EXERCISE TASK: Write out the stretch of records from the start through the line containing "0 0 182 241" as a numbered list, with blank lines dropped and the pictures left out.

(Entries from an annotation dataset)
───
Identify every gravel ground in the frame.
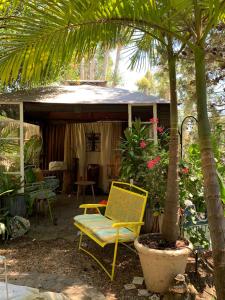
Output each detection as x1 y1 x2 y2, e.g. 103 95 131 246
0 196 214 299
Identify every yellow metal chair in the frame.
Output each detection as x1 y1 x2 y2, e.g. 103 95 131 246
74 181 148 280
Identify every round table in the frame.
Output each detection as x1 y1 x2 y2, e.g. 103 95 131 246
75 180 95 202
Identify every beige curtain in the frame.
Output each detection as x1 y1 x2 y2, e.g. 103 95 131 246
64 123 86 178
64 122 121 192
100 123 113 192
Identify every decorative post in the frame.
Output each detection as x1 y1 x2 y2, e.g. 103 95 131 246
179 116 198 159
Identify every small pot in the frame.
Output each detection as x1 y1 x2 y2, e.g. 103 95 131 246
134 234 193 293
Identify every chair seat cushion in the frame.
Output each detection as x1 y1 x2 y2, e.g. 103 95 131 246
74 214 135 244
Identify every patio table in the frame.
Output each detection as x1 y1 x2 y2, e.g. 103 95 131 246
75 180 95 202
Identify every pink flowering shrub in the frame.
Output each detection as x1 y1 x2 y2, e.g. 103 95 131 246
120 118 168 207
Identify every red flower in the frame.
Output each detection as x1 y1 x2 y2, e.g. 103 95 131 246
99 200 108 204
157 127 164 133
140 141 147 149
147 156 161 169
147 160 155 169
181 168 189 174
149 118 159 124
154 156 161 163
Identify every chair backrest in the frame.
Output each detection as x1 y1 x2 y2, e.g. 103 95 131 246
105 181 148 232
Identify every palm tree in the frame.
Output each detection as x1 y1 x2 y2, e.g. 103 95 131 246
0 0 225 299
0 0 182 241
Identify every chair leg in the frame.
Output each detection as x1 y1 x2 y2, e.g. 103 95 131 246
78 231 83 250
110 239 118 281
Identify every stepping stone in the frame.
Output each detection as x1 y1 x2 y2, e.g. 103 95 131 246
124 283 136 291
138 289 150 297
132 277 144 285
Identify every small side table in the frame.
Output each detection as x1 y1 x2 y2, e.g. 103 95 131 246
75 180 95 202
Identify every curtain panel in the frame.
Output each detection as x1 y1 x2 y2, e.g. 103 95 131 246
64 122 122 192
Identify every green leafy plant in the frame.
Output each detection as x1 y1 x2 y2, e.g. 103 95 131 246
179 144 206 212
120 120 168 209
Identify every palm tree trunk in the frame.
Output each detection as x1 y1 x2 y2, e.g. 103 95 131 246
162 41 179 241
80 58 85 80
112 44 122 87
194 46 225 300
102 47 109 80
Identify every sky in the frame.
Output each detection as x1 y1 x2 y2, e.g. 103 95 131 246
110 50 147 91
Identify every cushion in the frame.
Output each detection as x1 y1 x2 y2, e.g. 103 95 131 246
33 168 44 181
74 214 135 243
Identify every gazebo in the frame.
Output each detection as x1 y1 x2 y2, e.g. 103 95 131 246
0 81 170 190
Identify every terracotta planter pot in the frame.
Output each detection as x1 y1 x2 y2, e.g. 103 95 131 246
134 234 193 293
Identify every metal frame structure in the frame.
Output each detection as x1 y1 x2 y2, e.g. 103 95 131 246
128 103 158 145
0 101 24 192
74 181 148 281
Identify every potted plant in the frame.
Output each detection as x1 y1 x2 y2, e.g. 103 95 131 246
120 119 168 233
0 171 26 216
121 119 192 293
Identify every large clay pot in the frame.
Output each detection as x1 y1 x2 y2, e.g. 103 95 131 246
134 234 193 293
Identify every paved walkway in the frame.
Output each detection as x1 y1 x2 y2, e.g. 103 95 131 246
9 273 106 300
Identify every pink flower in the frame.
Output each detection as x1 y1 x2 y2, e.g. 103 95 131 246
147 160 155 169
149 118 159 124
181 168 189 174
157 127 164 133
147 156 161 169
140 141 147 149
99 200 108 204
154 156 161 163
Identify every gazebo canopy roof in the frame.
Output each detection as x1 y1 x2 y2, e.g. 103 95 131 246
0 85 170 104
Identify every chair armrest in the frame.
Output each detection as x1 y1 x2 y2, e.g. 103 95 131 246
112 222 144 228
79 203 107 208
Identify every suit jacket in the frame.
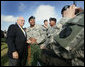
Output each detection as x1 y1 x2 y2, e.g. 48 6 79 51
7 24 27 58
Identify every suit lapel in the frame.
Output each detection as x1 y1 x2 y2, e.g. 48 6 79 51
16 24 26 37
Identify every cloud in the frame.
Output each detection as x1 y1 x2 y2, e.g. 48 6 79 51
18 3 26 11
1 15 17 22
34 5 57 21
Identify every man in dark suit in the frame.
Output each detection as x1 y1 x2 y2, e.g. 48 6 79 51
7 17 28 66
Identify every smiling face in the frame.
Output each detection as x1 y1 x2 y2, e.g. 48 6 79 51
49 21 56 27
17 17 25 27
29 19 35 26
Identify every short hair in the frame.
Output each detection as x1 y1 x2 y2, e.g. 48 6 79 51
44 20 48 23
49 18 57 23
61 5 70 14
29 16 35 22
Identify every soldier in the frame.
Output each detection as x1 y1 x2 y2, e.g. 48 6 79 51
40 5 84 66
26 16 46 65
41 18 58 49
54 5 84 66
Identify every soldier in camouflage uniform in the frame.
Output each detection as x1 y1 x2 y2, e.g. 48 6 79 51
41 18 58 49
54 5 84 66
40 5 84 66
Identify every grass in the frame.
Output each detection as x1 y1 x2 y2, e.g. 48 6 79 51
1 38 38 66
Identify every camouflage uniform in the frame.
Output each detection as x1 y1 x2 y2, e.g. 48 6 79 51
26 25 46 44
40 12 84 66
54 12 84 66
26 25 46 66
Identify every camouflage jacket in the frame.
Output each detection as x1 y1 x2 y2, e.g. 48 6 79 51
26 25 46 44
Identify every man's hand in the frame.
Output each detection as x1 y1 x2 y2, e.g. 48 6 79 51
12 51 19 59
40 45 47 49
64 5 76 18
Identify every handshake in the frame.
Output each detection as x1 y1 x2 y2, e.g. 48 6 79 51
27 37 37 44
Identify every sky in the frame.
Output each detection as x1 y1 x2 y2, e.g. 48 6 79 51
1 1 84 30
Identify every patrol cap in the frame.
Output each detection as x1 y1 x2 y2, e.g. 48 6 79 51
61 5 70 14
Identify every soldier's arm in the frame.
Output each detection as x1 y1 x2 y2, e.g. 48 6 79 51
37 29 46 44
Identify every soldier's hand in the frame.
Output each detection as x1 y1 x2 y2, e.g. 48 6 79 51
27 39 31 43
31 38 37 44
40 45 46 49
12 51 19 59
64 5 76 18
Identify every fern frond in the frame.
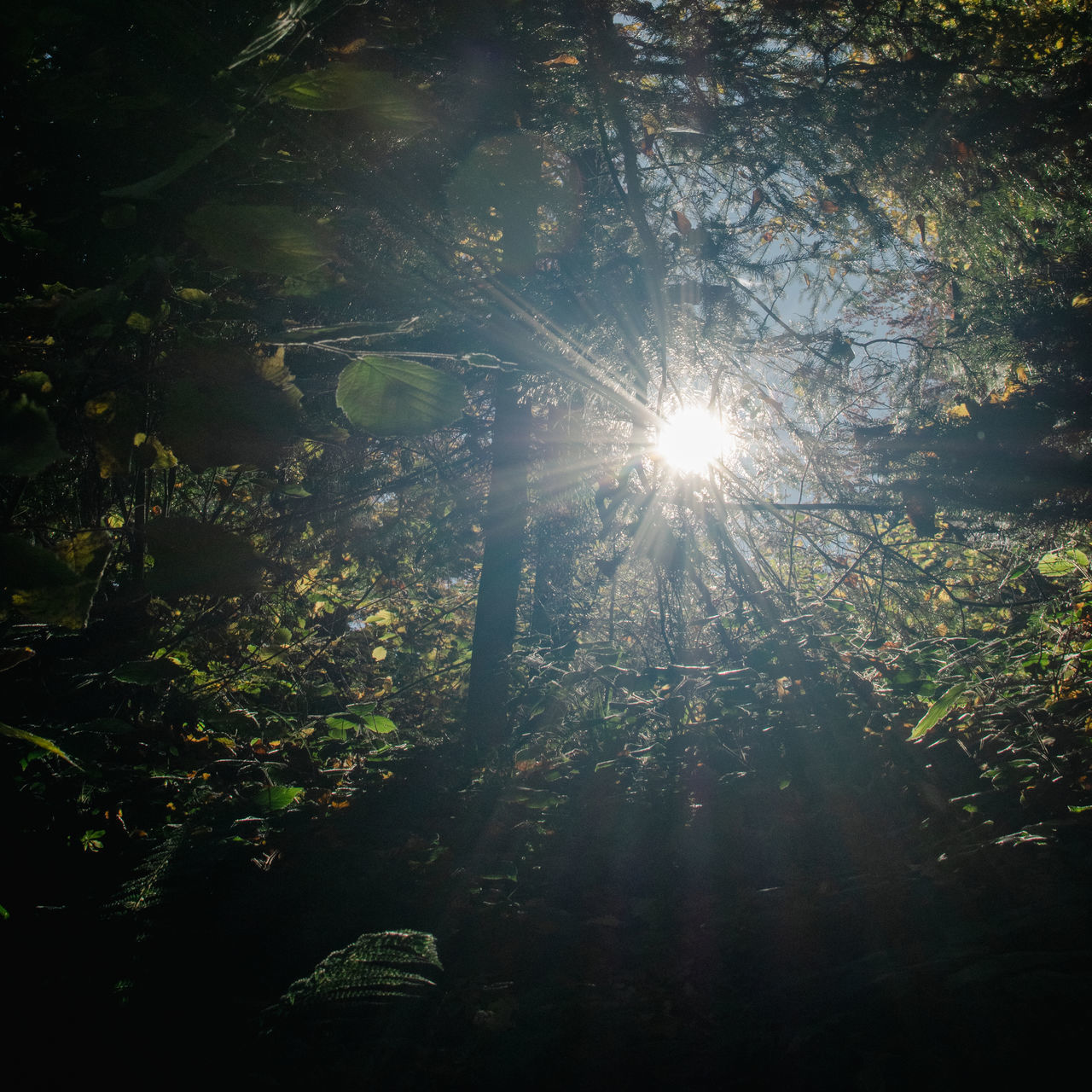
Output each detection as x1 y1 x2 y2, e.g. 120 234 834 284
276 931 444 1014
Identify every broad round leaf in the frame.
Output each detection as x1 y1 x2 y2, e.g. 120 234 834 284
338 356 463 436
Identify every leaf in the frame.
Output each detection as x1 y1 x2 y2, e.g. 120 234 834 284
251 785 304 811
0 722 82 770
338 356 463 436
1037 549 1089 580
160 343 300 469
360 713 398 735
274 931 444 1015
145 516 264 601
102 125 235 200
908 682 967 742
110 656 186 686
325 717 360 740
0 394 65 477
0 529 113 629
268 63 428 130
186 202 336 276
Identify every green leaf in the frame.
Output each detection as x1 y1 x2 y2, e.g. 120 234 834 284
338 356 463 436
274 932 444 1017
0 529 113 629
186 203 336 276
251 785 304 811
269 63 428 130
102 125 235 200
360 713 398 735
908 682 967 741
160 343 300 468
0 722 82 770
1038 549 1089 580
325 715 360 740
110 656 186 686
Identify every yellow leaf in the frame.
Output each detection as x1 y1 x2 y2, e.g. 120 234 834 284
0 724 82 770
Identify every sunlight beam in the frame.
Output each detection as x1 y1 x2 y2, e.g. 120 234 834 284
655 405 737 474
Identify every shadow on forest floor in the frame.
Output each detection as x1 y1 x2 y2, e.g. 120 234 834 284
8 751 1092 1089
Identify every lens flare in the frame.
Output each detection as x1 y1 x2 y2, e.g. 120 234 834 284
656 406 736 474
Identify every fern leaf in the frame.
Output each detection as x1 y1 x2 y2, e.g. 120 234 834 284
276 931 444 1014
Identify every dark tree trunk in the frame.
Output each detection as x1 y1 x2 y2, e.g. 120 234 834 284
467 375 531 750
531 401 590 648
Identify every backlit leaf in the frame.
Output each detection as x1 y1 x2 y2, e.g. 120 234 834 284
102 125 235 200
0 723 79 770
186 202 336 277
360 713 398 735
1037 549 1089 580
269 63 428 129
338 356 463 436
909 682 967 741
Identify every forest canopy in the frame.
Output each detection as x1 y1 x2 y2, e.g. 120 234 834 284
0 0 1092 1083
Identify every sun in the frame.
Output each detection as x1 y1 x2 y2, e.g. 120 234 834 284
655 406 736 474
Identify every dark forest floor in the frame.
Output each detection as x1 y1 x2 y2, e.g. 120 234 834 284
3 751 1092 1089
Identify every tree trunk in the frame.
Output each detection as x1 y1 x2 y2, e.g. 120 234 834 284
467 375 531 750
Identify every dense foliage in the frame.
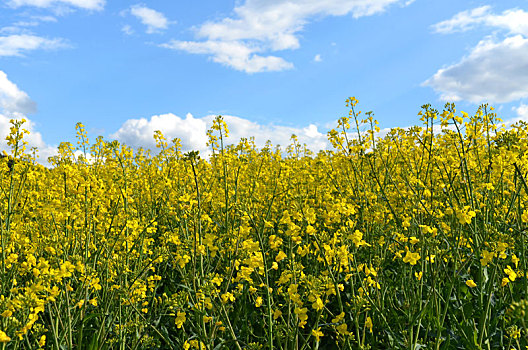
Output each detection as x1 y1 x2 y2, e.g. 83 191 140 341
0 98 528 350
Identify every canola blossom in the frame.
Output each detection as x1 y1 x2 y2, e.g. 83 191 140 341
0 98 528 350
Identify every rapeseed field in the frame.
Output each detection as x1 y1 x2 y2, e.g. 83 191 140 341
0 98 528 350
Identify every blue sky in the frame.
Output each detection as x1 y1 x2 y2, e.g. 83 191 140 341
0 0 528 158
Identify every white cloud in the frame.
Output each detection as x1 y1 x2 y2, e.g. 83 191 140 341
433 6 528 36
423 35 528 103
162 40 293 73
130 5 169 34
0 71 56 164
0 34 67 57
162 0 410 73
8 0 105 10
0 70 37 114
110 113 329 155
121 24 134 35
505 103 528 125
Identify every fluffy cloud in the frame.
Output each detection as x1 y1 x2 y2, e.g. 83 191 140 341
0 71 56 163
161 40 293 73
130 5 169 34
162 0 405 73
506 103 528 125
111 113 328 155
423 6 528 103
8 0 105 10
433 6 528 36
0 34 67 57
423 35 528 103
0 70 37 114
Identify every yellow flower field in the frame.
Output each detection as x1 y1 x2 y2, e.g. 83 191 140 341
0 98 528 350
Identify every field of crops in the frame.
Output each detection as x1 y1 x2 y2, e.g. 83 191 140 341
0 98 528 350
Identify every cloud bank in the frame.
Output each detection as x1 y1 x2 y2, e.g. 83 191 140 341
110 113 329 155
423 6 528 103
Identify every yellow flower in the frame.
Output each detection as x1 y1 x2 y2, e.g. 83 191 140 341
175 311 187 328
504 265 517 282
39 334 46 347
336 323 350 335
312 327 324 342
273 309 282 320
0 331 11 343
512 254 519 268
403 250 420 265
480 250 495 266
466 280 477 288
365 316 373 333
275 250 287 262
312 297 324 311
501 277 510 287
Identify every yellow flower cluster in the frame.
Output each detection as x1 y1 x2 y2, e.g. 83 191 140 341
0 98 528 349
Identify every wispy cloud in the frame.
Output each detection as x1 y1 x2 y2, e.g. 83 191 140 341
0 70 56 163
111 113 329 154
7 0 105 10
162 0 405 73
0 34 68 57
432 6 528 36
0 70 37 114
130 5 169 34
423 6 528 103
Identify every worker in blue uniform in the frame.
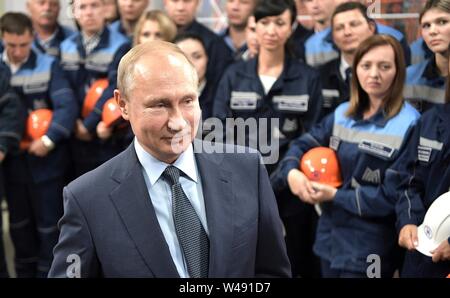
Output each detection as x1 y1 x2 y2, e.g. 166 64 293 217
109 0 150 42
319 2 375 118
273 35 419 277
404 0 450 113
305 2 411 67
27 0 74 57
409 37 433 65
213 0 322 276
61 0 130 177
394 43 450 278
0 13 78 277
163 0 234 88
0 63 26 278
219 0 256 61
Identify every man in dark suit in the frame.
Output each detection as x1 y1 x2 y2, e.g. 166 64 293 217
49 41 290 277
───
OUTPUT OF THE EXERCISE:
1. Identify every gravel ground in the frame.
2. Output each detection as x1 y1 x2 y2, e.g. 103 95 131 246
3. 0 196 214 299
4. Identify every yellow metal chair in the frame.
5. Output each detection as x1 y1 x2 y2, e.g. 103 95 131 246
6. 74 181 148 280
7. Identify every round table in the frame.
8. Output each detection as x1 y1 x2 y2, e.g. 103 95 131 246
9. 75 180 95 202
10. Identify every beige curtain in the frame.
11. Output each detection as x1 y1 x2 y2, e.g. 103 95 131 246
12. 64 123 86 178
13. 64 122 121 192
14. 100 123 113 192
15. Identify every decorative post in the frame.
16. Output each detection as x1 y1 x2 y2, e.g. 103 95 131 246
17. 179 116 198 159
18. Identify every small pot in the frame.
19. Output each detection as x1 y1 x2 y2, e.g. 103 95 131 246
20. 134 234 193 293
21. Identify every chair seat cushion in the frame.
22. Output each detection as x1 y1 x2 y2, e.g. 103 95 131 246
23. 74 214 135 244
24. Identify every patio table in the frame.
25. Output each detection as x1 y1 x2 y2, e.g. 103 95 131 246
26. 75 180 95 202
27. Identify every pink flowering shrub in the frame.
28. Output each detection as x1 y1 x2 y2, e.g. 103 95 131 246
29. 120 118 168 207
30. Identify every red flower in the frame.
31. Output each detection as x1 y1 x2 y2, e.g. 103 95 131 246
32. 99 200 108 204
33. 157 127 164 133
34. 140 141 147 149
35. 147 156 161 169
36. 147 160 155 169
37. 181 168 189 174
38. 149 118 159 124
39. 154 156 161 163
40. Identify every chair backrest in the frame.
41. Output each detection as x1 y1 x2 y2, e.g. 103 95 131 246
42. 105 181 148 232
43. Identify every palm tree in the frame.
44. Output each detection as x1 y1 x2 y2, e.g. 103 95 131 246
45. 0 0 225 299
46. 0 0 182 241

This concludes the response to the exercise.